Problems and tasks:
1/ Using the Lcore page below, decide whether each statement agrees with it, answering yes or no and quoting the deciding words: (a) Lcore needs third-party packages besides itself. (b) Lcore outperforms Flask in every test scenario measured. (c) Bottle provides middleware out of the box.
2/ Extract word for word the passage of the Lcore page below starting with "Performance" and going on through "other Python microframeworks.".

─── Text shown ───

Build Microservices
at Lightning Speed
A fast, lightweight, single-file Python WSGI framework. Zero dependencies. Production-grade. One file. async def supported with caveats ⚠
Python 3.8+ | v0.0.1 | Early Release | MIT | Zero Dependencies
Quick Install
Zero dependencies — only Python 3.8+ required. Every import is from the standard library. No pip install needed beyond Lcore itself.
Hello World
from lcore import Lcore
app = Lcore()
@app.route('/hello')
def hello():
return {'message': 'Hello, World!'}
app.run(host='0.0.0.0', port=8080)
Performance
WSGI throughput benchmark — 100,000 iterations × 3 runs, best of 3. Measures pure framework overhead.
| Test | Lcore | Flask 3.1 | Bottle 0.13 | Lcore vs Flask |
|---|---|---|---|---|
| Plaintext | 122,715 | 30,500 | 193,368 | 4.0x |
| JSON | 95,910 | 26,403 | 137,070 | 3.6x |
| Route Params | 90,332 | 24,784 | 126,465 | 3.6x |
| Middleware (2 layers) | 53,113 | 24,261 | 117,348 | 2.2x |
| 404 Miss | 37,191 | 16,802 | 44,651 | 2.2x |
| Multi-Route (50 routes) | 96,812 | 27,488 | 145,595 | 3.5x |
| POST JSON | 62,963 | 21,149 | 95,544 | 3.0x |
Lcore is 2.2x – 4.0x faster than Flask across all 7 test scenarios. Bottle is faster still but lacks middleware, DI, security stack, and lifecycle hooks that Lcore provides out of the box.
Feature Comparison
How Lcore compares to other Python microframeworks.

─── Data records ───

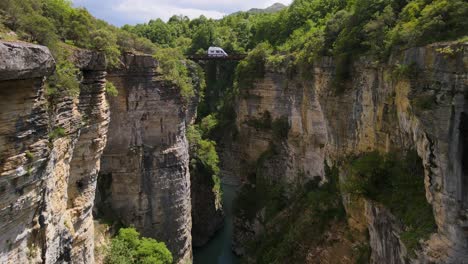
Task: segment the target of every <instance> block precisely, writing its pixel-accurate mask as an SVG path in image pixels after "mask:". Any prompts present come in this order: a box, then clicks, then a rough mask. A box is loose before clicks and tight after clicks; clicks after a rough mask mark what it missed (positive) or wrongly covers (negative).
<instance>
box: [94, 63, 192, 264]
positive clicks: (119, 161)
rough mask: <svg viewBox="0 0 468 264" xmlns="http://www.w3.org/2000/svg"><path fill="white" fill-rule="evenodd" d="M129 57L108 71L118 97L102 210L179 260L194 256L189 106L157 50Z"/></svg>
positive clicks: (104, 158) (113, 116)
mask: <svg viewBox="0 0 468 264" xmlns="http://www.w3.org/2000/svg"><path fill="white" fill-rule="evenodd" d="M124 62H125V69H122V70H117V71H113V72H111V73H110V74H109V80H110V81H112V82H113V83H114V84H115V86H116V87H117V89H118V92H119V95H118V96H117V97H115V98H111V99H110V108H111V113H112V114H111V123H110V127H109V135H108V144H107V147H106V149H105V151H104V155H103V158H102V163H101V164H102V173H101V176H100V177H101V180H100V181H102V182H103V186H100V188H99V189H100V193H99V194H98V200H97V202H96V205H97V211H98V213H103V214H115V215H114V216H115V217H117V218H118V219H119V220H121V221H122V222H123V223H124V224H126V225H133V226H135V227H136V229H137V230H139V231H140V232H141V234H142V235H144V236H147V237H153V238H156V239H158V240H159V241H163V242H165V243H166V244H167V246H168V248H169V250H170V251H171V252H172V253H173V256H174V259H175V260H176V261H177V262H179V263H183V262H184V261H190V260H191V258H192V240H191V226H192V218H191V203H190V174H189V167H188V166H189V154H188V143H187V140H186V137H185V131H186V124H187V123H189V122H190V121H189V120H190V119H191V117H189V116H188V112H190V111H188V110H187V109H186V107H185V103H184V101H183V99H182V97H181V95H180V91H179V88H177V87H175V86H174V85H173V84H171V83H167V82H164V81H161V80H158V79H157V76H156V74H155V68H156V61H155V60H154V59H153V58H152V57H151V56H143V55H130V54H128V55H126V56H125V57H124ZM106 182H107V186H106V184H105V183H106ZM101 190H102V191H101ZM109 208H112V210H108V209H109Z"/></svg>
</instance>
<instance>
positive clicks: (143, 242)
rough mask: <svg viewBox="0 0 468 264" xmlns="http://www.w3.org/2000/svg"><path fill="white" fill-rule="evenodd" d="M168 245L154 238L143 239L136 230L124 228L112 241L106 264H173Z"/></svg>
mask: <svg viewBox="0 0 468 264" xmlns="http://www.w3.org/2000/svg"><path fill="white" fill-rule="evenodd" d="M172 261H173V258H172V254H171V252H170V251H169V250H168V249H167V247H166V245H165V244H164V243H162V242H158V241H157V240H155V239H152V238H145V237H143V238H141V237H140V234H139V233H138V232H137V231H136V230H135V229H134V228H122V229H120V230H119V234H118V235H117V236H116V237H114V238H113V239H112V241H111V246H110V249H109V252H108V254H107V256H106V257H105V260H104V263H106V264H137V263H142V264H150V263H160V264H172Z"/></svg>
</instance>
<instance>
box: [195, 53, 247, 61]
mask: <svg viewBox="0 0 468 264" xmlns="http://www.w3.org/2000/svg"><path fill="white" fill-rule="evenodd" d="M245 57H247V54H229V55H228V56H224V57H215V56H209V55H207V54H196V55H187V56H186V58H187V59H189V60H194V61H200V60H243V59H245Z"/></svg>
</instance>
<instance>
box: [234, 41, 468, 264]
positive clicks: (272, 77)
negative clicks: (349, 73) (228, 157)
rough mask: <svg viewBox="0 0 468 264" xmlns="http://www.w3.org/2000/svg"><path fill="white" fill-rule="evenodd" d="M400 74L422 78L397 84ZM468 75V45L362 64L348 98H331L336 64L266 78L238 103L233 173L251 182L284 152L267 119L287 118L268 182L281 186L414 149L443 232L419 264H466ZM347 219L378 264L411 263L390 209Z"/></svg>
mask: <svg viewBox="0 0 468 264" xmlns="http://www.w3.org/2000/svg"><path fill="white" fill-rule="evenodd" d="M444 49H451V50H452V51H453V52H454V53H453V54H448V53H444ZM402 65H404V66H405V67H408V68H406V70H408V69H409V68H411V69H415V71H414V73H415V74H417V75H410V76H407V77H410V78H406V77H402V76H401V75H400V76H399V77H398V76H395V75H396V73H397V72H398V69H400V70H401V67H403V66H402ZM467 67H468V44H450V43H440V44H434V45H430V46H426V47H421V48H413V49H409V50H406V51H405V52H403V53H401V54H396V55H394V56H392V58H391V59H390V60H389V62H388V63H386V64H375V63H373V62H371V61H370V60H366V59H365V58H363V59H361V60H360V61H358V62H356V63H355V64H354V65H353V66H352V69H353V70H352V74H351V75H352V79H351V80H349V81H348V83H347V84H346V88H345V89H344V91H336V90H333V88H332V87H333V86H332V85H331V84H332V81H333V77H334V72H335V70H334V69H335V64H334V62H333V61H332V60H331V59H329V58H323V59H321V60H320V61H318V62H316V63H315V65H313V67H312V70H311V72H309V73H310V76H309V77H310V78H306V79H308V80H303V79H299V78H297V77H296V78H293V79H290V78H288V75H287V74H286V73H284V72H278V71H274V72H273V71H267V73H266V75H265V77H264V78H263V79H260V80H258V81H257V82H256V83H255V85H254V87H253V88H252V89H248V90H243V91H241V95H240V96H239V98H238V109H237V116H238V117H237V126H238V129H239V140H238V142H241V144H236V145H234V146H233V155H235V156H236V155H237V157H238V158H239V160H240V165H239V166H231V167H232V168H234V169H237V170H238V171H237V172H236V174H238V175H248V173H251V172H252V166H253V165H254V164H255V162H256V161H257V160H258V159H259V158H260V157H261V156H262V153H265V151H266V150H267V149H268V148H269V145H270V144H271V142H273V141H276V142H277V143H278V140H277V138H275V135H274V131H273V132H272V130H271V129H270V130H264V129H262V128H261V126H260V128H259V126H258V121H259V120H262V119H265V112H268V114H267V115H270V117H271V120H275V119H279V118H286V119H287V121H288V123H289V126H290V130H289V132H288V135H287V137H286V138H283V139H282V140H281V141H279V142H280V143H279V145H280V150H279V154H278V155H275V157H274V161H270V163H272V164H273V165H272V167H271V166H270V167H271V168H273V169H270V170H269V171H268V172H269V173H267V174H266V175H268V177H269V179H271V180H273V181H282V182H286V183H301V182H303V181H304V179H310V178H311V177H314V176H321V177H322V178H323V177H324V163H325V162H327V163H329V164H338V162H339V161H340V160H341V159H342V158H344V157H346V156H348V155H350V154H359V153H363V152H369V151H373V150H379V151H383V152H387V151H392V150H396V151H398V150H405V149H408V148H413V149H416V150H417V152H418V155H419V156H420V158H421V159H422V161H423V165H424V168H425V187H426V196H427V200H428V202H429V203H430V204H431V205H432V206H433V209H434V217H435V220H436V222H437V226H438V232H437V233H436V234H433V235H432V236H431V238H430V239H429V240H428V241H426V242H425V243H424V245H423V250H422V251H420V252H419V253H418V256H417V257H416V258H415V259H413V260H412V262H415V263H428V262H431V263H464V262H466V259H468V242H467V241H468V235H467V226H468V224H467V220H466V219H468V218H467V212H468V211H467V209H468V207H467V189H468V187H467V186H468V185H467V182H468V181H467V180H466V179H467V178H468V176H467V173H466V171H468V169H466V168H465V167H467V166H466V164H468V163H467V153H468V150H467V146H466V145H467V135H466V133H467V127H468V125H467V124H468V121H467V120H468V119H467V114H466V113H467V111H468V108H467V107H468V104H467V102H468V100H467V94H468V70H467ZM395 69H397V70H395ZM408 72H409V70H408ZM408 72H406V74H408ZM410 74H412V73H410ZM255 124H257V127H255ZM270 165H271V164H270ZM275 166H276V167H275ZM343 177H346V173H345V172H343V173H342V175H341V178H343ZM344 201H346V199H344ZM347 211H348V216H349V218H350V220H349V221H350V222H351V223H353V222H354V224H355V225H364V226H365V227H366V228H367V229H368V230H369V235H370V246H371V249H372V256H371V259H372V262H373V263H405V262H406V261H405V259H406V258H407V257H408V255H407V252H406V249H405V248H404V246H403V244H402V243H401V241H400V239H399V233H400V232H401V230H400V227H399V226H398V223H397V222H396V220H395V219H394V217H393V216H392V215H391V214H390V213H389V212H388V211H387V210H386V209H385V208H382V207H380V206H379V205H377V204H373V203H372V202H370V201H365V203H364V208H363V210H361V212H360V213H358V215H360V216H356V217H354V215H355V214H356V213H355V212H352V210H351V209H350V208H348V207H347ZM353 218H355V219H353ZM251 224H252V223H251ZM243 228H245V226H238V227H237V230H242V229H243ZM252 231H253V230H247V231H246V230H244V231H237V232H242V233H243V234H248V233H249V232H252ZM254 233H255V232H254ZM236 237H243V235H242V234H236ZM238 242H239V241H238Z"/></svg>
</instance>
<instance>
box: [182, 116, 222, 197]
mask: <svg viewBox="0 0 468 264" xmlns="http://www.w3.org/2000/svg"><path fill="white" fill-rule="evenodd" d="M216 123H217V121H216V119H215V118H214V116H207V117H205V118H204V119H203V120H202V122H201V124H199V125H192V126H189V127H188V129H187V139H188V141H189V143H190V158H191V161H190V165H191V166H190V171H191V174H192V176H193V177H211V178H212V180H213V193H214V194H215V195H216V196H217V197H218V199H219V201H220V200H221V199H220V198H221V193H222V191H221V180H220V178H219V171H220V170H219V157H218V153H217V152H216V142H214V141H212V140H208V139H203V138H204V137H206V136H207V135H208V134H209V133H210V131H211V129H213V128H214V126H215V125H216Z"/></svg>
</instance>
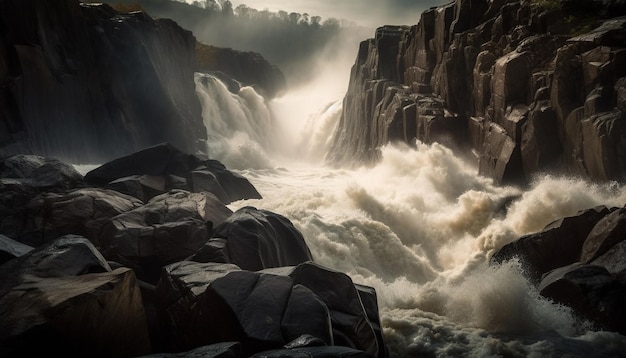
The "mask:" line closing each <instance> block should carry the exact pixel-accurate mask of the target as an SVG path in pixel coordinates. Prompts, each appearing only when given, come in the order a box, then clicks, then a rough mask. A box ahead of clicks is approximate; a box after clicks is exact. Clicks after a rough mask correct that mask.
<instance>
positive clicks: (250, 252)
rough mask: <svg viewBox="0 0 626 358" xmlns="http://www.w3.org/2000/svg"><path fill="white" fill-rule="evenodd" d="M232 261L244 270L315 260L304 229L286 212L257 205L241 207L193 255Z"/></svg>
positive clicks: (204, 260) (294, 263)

───

Answers provided:
1/
(a) No: "Every import is from the standard library."
(b) Yes: "Lcore is 2.2x – 4.0x faster than Flask across all 7 test scenarios."
(c) No: "Bottle is faster still but lacks middleware, DI, security stack, and lifecycle hooks that Lcore provides out of the box."

2/
Performance
WSGI throughput benchmark — 100,000 iterations × 3 runs, best of 3. Measures pure framework overhead.
| Test | Lcore | Flask 3.1 | Bottle 0.13 | Lcore vs Flask |
|---|---|---|---|---|
| Plaintext | 122,715 | 30,500 | 193,368 | 4.0x |
| JSON | 95,910 | 26,403 | 137,070 | 3.6x |
| Route Params | 90,332 | 24,784 | 126,465 | 3.6x |
| Middleware (2 layers) | 53,113 | 24,261 | 117,348 | 2.2x |
| 404 Miss | 37,191 | 16,802 | 44,651 | 2.2x |
| Multi-Route (50 routes) | 96,812 | 27,488 | 145,595 | 3.5x |
| POST JSON | 62,963 | 21,149 | 95,544 | 3.0x |
Lcore is 2.2x – 4.0x faster than Flask across all 7 test scenarios. Bottle is faster still but lacks middleware, DI, security stack, and lifecycle hooks that Lcore provides out of the box.
Feature Comparison
How Lcore compares to other Python microframeworks.